### Work task
Once the pictures are set aside, print the records that follow exactly as written.

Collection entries
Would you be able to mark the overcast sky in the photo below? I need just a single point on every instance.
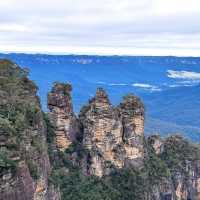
(128, 27)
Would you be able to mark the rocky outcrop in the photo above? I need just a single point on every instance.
(62, 115)
(113, 136)
(38, 152)
(24, 160)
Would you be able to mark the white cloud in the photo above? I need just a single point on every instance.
(152, 88)
(156, 27)
(183, 75)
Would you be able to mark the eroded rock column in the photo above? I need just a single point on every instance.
(62, 115)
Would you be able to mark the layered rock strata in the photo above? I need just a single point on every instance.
(62, 115)
(113, 136)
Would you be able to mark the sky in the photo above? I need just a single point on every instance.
(103, 27)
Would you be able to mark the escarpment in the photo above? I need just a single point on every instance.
(24, 160)
(101, 153)
(112, 135)
(62, 115)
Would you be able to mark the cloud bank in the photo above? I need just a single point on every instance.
(140, 27)
(183, 75)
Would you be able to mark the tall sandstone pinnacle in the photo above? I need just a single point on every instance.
(113, 136)
(62, 115)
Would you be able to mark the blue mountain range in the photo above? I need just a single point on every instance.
(169, 86)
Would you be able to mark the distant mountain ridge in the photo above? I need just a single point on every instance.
(168, 85)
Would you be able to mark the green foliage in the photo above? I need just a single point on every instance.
(155, 166)
(6, 162)
(177, 151)
(33, 169)
(76, 186)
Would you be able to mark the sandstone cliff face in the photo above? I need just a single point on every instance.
(24, 161)
(113, 136)
(62, 116)
(101, 140)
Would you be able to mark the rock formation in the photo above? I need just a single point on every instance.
(104, 141)
(24, 160)
(62, 115)
(113, 136)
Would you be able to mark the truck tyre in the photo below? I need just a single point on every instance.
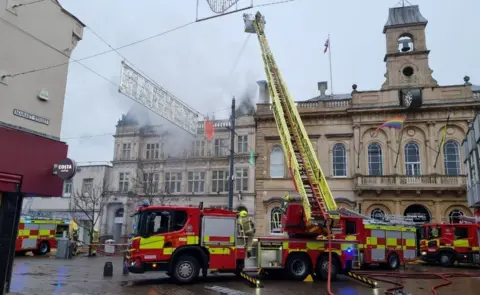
(185, 269)
(446, 259)
(322, 268)
(298, 267)
(393, 261)
(43, 249)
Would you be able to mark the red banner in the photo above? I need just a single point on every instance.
(209, 129)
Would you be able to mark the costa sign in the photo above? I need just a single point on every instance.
(65, 169)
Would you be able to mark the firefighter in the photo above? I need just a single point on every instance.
(247, 229)
(95, 241)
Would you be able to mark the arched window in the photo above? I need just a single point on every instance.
(276, 220)
(454, 215)
(375, 160)
(339, 160)
(378, 214)
(451, 158)
(277, 163)
(412, 159)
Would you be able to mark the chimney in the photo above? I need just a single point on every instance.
(263, 94)
(322, 86)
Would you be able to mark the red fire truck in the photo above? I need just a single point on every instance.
(39, 235)
(390, 242)
(447, 243)
(181, 241)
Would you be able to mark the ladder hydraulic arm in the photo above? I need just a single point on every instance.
(310, 182)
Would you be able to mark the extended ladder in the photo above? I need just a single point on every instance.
(309, 180)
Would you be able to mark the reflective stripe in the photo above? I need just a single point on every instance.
(461, 243)
(168, 251)
(154, 242)
(192, 240)
(219, 251)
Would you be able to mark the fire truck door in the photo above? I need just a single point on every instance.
(376, 244)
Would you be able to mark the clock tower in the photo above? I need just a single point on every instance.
(407, 55)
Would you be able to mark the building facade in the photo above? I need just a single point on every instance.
(413, 171)
(471, 161)
(157, 164)
(92, 179)
(35, 37)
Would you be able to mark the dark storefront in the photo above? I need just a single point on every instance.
(26, 167)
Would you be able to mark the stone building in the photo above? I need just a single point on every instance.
(392, 171)
(158, 164)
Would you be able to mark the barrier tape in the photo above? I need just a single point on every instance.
(362, 279)
(253, 281)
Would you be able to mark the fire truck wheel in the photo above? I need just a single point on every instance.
(298, 267)
(185, 269)
(446, 259)
(322, 268)
(393, 261)
(43, 249)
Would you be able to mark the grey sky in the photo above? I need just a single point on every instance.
(194, 62)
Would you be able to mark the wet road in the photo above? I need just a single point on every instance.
(82, 275)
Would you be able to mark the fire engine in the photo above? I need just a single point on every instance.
(321, 240)
(390, 241)
(447, 243)
(39, 234)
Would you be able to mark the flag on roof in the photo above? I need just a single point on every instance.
(396, 123)
(208, 129)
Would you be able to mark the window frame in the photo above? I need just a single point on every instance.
(344, 147)
(457, 161)
(271, 221)
(281, 163)
(370, 156)
(192, 182)
(408, 163)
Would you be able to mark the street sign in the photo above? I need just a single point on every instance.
(65, 169)
(157, 99)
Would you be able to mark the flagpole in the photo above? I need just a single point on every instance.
(330, 60)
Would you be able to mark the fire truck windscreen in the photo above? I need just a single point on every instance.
(136, 221)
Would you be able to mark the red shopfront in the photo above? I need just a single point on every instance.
(26, 168)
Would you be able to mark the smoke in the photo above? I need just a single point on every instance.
(246, 104)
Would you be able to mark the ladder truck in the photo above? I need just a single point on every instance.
(315, 213)
(186, 241)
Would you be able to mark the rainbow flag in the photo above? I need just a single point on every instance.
(395, 122)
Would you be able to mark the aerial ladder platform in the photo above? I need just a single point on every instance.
(309, 180)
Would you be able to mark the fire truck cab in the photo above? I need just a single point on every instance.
(39, 235)
(449, 243)
(181, 241)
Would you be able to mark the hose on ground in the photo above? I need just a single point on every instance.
(329, 279)
(445, 277)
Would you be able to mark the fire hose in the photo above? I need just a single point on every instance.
(445, 277)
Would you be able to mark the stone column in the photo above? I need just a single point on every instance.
(430, 143)
(356, 144)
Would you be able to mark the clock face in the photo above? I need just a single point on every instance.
(407, 99)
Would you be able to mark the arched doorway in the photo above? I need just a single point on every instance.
(418, 213)
(118, 223)
(454, 215)
(378, 214)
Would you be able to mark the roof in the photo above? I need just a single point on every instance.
(404, 16)
(68, 13)
(340, 96)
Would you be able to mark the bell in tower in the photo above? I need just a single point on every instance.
(405, 44)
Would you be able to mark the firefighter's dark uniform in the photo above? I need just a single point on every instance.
(247, 229)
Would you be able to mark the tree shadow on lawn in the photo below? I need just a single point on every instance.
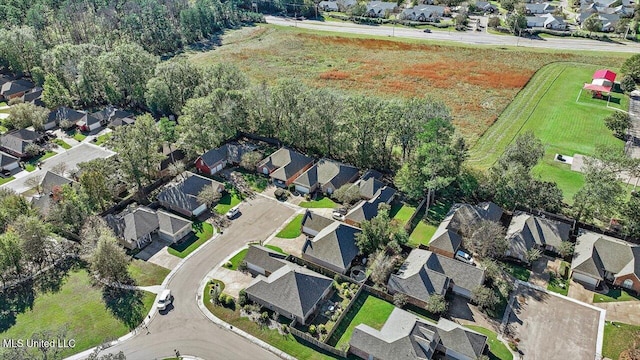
(14, 301)
(125, 305)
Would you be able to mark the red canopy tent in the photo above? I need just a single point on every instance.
(604, 74)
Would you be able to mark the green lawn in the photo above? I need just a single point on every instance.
(228, 201)
(517, 271)
(618, 338)
(422, 234)
(320, 202)
(81, 307)
(103, 138)
(62, 144)
(237, 258)
(558, 284)
(146, 273)
(202, 233)
(547, 106)
(293, 229)
(368, 310)
(287, 343)
(401, 212)
(615, 295)
(78, 136)
(497, 347)
(6, 180)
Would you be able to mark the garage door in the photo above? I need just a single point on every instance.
(585, 279)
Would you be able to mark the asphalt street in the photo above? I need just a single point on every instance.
(81, 153)
(468, 37)
(184, 327)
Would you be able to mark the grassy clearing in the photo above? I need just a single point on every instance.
(293, 229)
(368, 310)
(81, 307)
(422, 234)
(392, 68)
(548, 107)
(558, 285)
(6, 180)
(146, 273)
(319, 202)
(62, 144)
(202, 233)
(401, 212)
(618, 338)
(287, 343)
(615, 295)
(228, 201)
(519, 272)
(497, 347)
(237, 259)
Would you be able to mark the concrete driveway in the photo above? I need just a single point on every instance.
(553, 327)
(81, 153)
(185, 327)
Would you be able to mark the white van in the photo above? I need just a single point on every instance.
(164, 300)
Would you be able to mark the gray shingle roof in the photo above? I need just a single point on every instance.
(315, 222)
(292, 288)
(325, 172)
(6, 159)
(335, 245)
(595, 253)
(171, 224)
(265, 258)
(425, 273)
(285, 162)
(526, 231)
(184, 195)
(17, 141)
(407, 336)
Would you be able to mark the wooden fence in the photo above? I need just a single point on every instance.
(310, 339)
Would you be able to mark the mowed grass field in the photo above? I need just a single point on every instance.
(548, 107)
(476, 83)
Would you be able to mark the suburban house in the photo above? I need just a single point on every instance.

### Output for this task
Would you be able to mark the overcast sky in the photo below? I need just a single point on every instance.
(128, 27)
Would you be able to mark the rocky outcrop in the photo above? I need just a single point on every instance.
(62, 115)
(113, 136)
(38, 152)
(24, 160)
Would you be able to mark the white cloud in the photo above? I need just a single point on every instance.
(152, 88)
(156, 27)
(183, 75)
Would you be able to mark the eroded rock column in the photo above? I need just a single point on every instance.
(62, 115)
Would you be able to mark the layered rock strata in the photo above? I need just a single point on every instance.
(62, 115)
(113, 136)
Would you be able to mark the sky in the photo above? I need just a single point on every instance.
(103, 27)
Would you be able to mark the escarpment in the photo above? I need just a single point on every instance.
(24, 160)
(101, 153)
(112, 135)
(62, 115)
Would you be able to mark the cloud bank in the photo above? I need just a single point on every instance.
(140, 27)
(183, 75)
Would you be able to mark the tall sandstone pinnacle in the photo above? I need just a single point on every instance.
(113, 136)
(62, 115)
Would you be able to mark the blue mountain range in the photo above? I need just a single point on every instance.
(169, 86)
Would you be able to mark the distant mountain ridge in the photo above? I need just a single point on every instance.
(168, 85)
Would you be able to mark the green foliage in the photo above? I need just a single point on every instance.
(155, 166)
(6, 162)
(177, 151)
(33, 169)
(76, 186)
Would you be able to mark the sandstone cliff face in the photo above? I need just a single point on every instance.
(24, 161)
(113, 136)
(62, 116)
(101, 140)
Would you be able to mark the rock formation in the photo above? I need just a single point on every instance.
(104, 141)
(24, 160)
(62, 115)
(113, 136)
Would you be able to mark the truck tyre in the photo below? I need just a single point on every instance.
(185, 269)
(446, 259)
(322, 268)
(298, 267)
(393, 261)
(43, 249)
Would you be able to mark the red banner in the photo above? I need just a single point on every instance.
(209, 129)
Would you be able to mark the costa sign in the photo above? I need just a single point on every instance.
(65, 169)
Would you be able to mark the firefighter in the photo above? I need just a single point on every instance.
(247, 229)
(95, 241)
Would you be able to mark the arched window in the photo above? I need just a single point on every instance.
(276, 220)
(454, 215)
(375, 160)
(339, 160)
(378, 214)
(451, 158)
(277, 163)
(412, 159)
Would you be able to mark the chimney in the photo above? I need just a single point on every instance.
(263, 94)
(322, 86)
Would you be able to mark the red fire truck in the photo above? I need just a single point on every instance.
(39, 235)
(390, 242)
(447, 243)
(181, 241)
Would you be able to mark the ladder hydraulic arm in the photo above? I need just a single point on every instance.
(310, 182)
Would you be able to mark the extended ladder in the photo above? I need just a single point on every instance.
(309, 180)
Would you be able to mark the reflective stripe in the photo above? I need just a single point on every instance.
(461, 243)
(168, 251)
(154, 242)
(192, 240)
(219, 251)
Would you be able to mark the fire truck door in the photo above? I need just a single point on every instance.
(376, 244)
Would you be able to mark the clock tower in the photo above? I need just a single point on every instance.
(407, 55)
Would you be able to mark the building facade in the photo above? I need just a single point on every instance.
(413, 171)
(471, 161)
(157, 164)
(92, 179)
(35, 37)
Would you be able to mark the dark storefront in the photo above? I need just a single point on every instance.
(26, 167)
Would you be able to mark the stone building in the photo above? I need just a single point on every instance.
(392, 171)
(158, 164)
Would you be able to mark the barrier tape in the photo above? I need just a single point on every instance.
(362, 279)
(253, 281)
Would you be able to mark the fire truck wheel in the photo above? I need just a single point on every instance.
(298, 267)
(185, 269)
(446, 259)
(322, 268)
(393, 261)
(43, 249)
Would you be able to mark the grey sky in the photo above? I need just a single point on every instance.
(194, 62)
Would you be able to mark the wet road in the photo above? I need just a single point on every instance.
(82, 275)
Would you be able to mark the fire engine in the photo above? I need just a single point on every instance.
(321, 240)
(390, 241)
(447, 243)
(39, 234)
Would you be able to mark the flag on roof in the photo above? I need just a single point on every instance.
(396, 123)
(208, 129)
Would you be able to mark the window frame in the photo above? I need just a single point on every instance.
(344, 147)
(457, 161)
(271, 221)
(281, 163)
(370, 156)
(192, 182)
(408, 163)
Would you be able to mark the street sign in the photo above? I need just a single point on every instance.
(65, 169)
(157, 99)
Would you be able to mark the flagpole in the photo above? I need just a single point on every instance.
(330, 60)
Would you be able to mark the fire truck windscreen in the photo above? I need just a single point on every instance.
(136, 221)
Would you be able to mark the red shopfront in the photo above? I need just a single point on every instance.
(26, 168)
Would you be able to mark the smoke in the photo above? I need just a single point on every instance.
(246, 104)
Would you be able to mark the ladder truck in the photo above? I need just a single point on every instance.
(315, 213)
(186, 241)
Would you be able to mark the rainbow flag in the photo above? I need just a single point on every instance.
(395, 122)
Would you be able to mark the aerial ladder platform in the photo above? I need just a single point on every instance.
(309, 180)
Would you be able to mark the fire truck cab in the photo above? I need just a single point on every instance.
(39, 235)
(449, 243)
(181, 241)
Would you be able to mark the hose on ground in the photo above? I need just a single point on every instance.
(329, 279)
(445, 277)
Would you be able to mark the fire hose in the photo above? I need just a single point on every instance.
(445, 277)
Would you be able to mark the stone column in the photo above? I need just a single point on every instance.
(430, 143)
(356, 144)
Would you be able to mark the clock face in the photo above? I need just a single point on every instance.
(407, 99)
Would you be able to mark the arched doorway in the photo above? I need just a single point on every instance.
(418, 213)
(118, 223)
(454, 215)
(378, 214)
Would you be able to mark the roof in the photo above? I need just a single point on every instance.
(404, 16)
(68, 13)
(340, 96)
Would you be able to mark the bell in tower in the photo above? I need just a single point on every instance.
(405, 44)
Would you be able to mark the firefighter's dark uniform in the photo above? I need just a single point on every instance.
(247, 229)
Would you be able to mark the tree shadow on lawn in the photo below? I need just a single point on every instance.
(14, 301)
(125, 305)
Would you be able to mark the red canopy tent in the photo above? I need just a single point on every instance.
(604, 74)
Would you be able to mark the green lawn in the photo above? I need just a single point on every instance.
(228, 201)
(517, 271)
(618, 338)
(422, 234)
(320, 202)
(81, 307)
(103, 138)
(62, 144)
(237, 258)
(558, 284)
(146, 273)
(202, 233)
(547, 106)
(293, 229)
(368, 310)
(287, 343)
(401, 212)
(615, 295)
(78, 136)
(497, 347)
(6, 180)
Would you be able to mark the garage door in the photo above? I need just a single point on every instance.
(585, 279)
Would you be able to mark the asphalt street in the photo above? I need just a single point on every instance.
(81, 153)
(468, 37)
(184, 327)
Would you be able to mark the grassy clearing in the photo above? I need just a single point on every instance.
(293, 229)
(368, 310)
(81, 307)
(422, 234)
(392, 68)
(548, 107)
(558, 285)
(6, 180)
(146, 273)
(319, 202)
(62, 144)
(202, 233)
(401, 212)
(618, 338)
(287, 343)
(615, 295)
(228, 201)
(519, 272)
(497, 347)
(237, 259)
Would you be able to mark the concrete driveway in the photo above? I need just a single point on every instance.
(553, 327)
(81, 153)
(185, 327)
Would you be able to mark the white van in the photo above? I need just a single point on every instance.
(164, 300)
Would you be able to mark the gray shingle roof in the photo above? I need just a single point on every instance.
(315, 222)
(292, 288)
(325, 172)
(6, 159)
(335, 245)
(595, 253)
(171, 224)
(265, 258)
(425, 273)
(285, 162)
(526, 231)
(184, 195)
(17, 141)
(407, 336)
Would you be able to mark the wooden fence in the photo above? I need just a single point on every instance.
(310, 339)
Would you be able to mark the mowed grass field in the photo above? I need just a single point on every instance.
(548, 107)
(476, 83)
Would you be able to mark the suburban house in the photo above? I need just a single point on every instance.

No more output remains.